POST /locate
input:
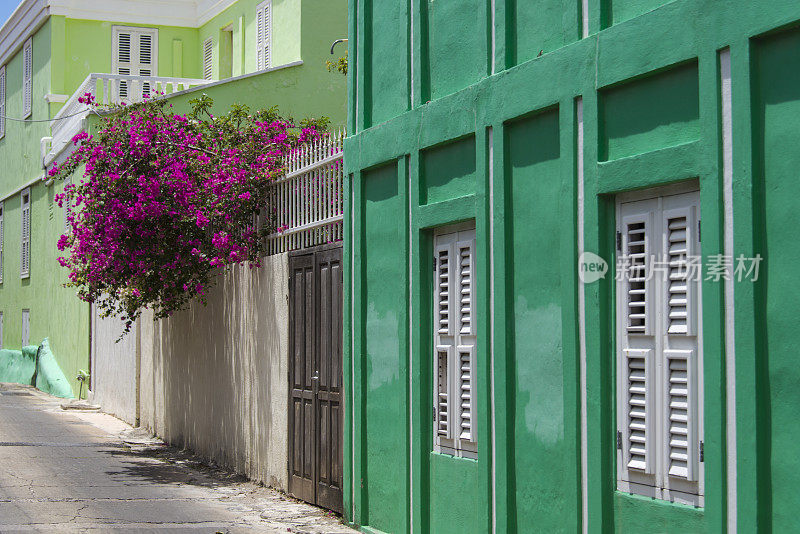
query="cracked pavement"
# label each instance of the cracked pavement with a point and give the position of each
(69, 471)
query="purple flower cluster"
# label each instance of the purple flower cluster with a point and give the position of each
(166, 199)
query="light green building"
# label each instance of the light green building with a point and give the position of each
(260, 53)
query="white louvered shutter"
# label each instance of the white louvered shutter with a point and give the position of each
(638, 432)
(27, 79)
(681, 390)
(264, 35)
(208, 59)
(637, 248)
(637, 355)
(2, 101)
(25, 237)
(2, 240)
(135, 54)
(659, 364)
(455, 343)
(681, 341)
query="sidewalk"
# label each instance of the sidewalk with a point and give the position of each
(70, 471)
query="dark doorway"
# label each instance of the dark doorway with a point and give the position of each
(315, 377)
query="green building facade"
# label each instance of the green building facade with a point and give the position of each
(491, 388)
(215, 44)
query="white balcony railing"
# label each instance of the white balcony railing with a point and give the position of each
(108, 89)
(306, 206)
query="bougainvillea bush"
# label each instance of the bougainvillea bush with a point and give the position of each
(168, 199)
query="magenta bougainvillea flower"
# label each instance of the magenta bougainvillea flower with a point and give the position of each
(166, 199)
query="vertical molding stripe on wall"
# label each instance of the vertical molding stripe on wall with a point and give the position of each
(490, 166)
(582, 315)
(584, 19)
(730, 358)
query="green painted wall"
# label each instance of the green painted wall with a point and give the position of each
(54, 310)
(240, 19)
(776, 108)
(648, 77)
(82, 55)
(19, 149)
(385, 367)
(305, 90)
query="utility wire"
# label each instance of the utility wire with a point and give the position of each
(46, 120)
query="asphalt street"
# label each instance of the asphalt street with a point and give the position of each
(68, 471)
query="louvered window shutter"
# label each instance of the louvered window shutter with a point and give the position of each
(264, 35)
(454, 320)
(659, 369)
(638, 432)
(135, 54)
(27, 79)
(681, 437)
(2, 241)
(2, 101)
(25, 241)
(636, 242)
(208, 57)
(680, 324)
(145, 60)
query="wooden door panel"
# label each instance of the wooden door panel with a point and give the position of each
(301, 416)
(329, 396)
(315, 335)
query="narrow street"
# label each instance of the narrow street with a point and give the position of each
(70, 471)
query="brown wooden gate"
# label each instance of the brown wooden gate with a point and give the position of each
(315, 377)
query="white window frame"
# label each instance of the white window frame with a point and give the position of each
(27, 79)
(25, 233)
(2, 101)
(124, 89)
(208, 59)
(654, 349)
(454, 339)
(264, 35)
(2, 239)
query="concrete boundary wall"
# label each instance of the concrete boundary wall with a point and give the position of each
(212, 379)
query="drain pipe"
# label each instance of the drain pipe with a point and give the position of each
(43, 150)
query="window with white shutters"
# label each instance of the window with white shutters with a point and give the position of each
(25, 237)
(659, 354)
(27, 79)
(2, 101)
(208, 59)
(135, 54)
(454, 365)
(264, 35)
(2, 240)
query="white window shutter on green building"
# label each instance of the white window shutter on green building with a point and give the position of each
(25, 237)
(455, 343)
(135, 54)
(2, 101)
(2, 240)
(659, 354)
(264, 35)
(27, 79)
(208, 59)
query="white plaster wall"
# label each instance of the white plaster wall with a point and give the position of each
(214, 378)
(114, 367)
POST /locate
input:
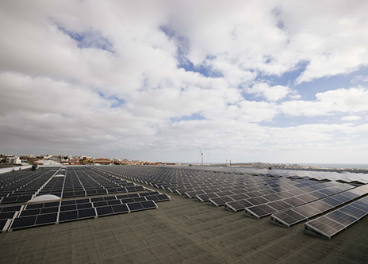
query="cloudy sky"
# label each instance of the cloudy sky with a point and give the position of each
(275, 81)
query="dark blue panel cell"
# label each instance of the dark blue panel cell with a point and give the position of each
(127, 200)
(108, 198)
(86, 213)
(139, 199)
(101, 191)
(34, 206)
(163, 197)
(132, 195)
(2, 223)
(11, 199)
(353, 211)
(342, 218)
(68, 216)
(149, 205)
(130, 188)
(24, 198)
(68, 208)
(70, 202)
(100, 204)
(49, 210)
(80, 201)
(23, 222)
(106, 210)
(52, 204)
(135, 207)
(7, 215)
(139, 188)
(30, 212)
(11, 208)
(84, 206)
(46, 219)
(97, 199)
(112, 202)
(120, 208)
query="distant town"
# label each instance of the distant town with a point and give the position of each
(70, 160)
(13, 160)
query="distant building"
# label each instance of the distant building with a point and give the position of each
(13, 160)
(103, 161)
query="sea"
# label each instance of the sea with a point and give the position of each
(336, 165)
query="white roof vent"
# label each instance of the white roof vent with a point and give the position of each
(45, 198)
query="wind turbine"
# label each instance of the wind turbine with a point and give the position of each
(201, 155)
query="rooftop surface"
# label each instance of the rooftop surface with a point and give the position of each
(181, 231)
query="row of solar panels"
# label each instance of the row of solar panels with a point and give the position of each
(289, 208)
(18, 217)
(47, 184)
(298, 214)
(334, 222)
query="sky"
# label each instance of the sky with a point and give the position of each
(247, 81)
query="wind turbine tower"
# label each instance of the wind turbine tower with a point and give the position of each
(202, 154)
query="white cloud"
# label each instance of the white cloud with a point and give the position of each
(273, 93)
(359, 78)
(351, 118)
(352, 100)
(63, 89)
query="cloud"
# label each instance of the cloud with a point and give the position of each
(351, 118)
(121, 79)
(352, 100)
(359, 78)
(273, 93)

_ _ _ _

Every entry must be reproduced exactly, with the images left out.

Solution below >>
POST /locate
input:
query="cracked pavement"
# label each instance of the cracked pavement with a point and give the position of each
(69, 471)
query="purple flower cluster"
# label each instance of the purple flower cluster with a point and give the position of each
(166, 199)
query="light green building"
# label each instance of the light green building with a point and give the position of each
(260, 53)
query="white louvered shutter"
# label each instance of the white louvered shutter with a point and give the position of each
(638, 432)
(27, 79)
(681, 390)
(264, 35)
(208, 59)
(637, 248)
(637, 355)
(2, 101)
(25, 237)
(2, 240)
(135, 54)
(659, 364)
(455, 343)
(681, 341)
query="sidewalk"
# label each instance of the sidewalk with a point and give the position of each
(70, 471)
query="dark doorway"
# label each instance of the dark doorway with a point and give the position of each
(315, 377)
query="green building facade"
# label each instance of the green building facade with a point and give the position of each
(491, 388)
(215, 44)
query="white balcony railing"
# label each instance of the white balcony railing with a point and give the position of each
(108, 89)
(306, 206)
query="bougainvillea bush"
# label each instance of the bougainvillea bush with a point and give the position of each
(168, 199)
query="magenta bougainvillea flower"
# label each instance of the magenta bougainvillea flower with a point and give the position of each
(166, 199)
query="vertical molding stripe on wall"
# label each instance of the vertical molding stripe on wall with a point and give the position of each
(490, 166)
(582, 315)
(584, 19)
(730, 358)
query="green painted wall"
# label each instance of the green painted wall with a point and give the position of each
(54, 310)
(240, 19)
(776, 108)
(648, 77)
(82, 55)
(19, 149)
(385, 367)
(305, 90)
query="utility wire"
# label each instance of the utility wire with a point and give the position of each
(46, 120)
query="asphalt street"
# label each instance of the asphalt street with a point and give the position of each
(68, 471)
query="louvered window shutter"
# label each instance of the louvered window shutter with a point and give the position of each
(264, 35)
(454, 320)
(659, 369)
(638, 432)
(135, 54)
(27, 79)
(681, 437)
(2, 241)
(2, 101)
(25, 241)
(636, 242)
(208, 57)
(680, 324)
(145, 60)
query="wooden door panel"
# label each instance of the wooden door panel with a point and give the position of each
(301, 416)
(329, 396)
(315, 335)
query="narrow street"
# label each instance of the narrow street with a point and give the position of each
(70, 471)
query="brown wooden gate"
# label each instance of the brown wooden gate with a point and give the position of each
(315, 377)
query="white window frame"
# label each instance of the white window frame with a point and give the position of each
(27, 79)
(25, 233)
(2, 101)
(124, 89)
(208, 59)
(654, 349)
(454, 339)
(264, 35)
(2, 239)
query="concrete boundary wall"
# label each instance of the concrete boundary wall with a point and give the position of each
(212, 379)
query="drain pipe"
# label each instance of the drain pipe with a point and give the position of each
(43, 150)
query="window with white shutters"
# label each instance of the window with white shutters with a point and give the position of each
(25, 237)
(659, 354)
(27, 79)
(2, 101)
(208, 59)
(135, 54)
(454, 365)
(264, 35)
(2, 240)
query="white window shutter on green building"
# label each instance of the white window shutter on green building with a point and give the position of each
(25, 237)
(455, 343)
(135, 54)
(2, 101)
(2, 240)
(659, 354)
(264, 35)
(27, 79)
(208, 59)
query="white plaster wall"
# label each instance of the white plaster wall with a point and give the position of each
(214, 378)
(114, 367)
POST /locate
input:
query="cloudy sky"
# label each instance of the cloudy sky with a point and give the position of each
(275, 81)
query="dark blue panel cell"
# label each instance of the dark blue panel cell with a point and give the position of each
(127, 200)
(108, 198)
(86, 213)
(139, 199)
(101, 191)
(34, 206)
(163, 197)
(132, 195)
(2, 223)
(11, 199)
(353, 211)
(342, 218)
(68, 216)
(149, 205)
(130, 188)
(24, 198)
(68, 208)
(70, 202)
(100, 204)
(49, 210)
(80, 201)
(23, 222)
(106, 210)
(52, 204)
(135, 207)
(7, 215)
(139, 188)
(30, 212)
(11, 208)
(84, 206)
(46, 219)
(97, 199)
(112, 202)
(120, 208)
query="distant town"
# label each instance of the distant town with a point and give the position of each
(70, 160)
(13, 160)
query="distant building"
# label each instance of the distant building with a point and give the position of each
(13, 160)
(103, 161)
query="sea"
# label each instance of the sea with a point and give the position of each
(336, 165)
query="white roof vent"
# label each instance of the white roof vent with a point and give the position of each
(45, 198)
query="wind turbine"
# label each instance of the wind turbine with a point and give the position of each
(201, 155)
query="rooftop surface"
# label each instance of the rooftop surface with a point and give the position of each
(181, 231)
query="row of solar panels"
# label each instance of the row of solar panels with a point and give the position of each
(289, 208)
(18, 217)
(47, 184)
(298, 214)
(334, 222)
query="sky"
# label each instance of the sky with a point and give the position of each
(247, 81)
query="wind turbine tower"
# label each instance of the wind turbine tower with a point and give the position of each
(202, 154)
query="white cloud"
# label each instance of the white cloud with a point and give the position of each
(273, 93)
(359, 78)
(351, 118)
(352, 100)
(63, 89)
query="cloud"
# label each instance of the cloud with a point and give the position of each
(351, 118)
(121, 79)
(352, 100)
(359, 78)
(273, 93)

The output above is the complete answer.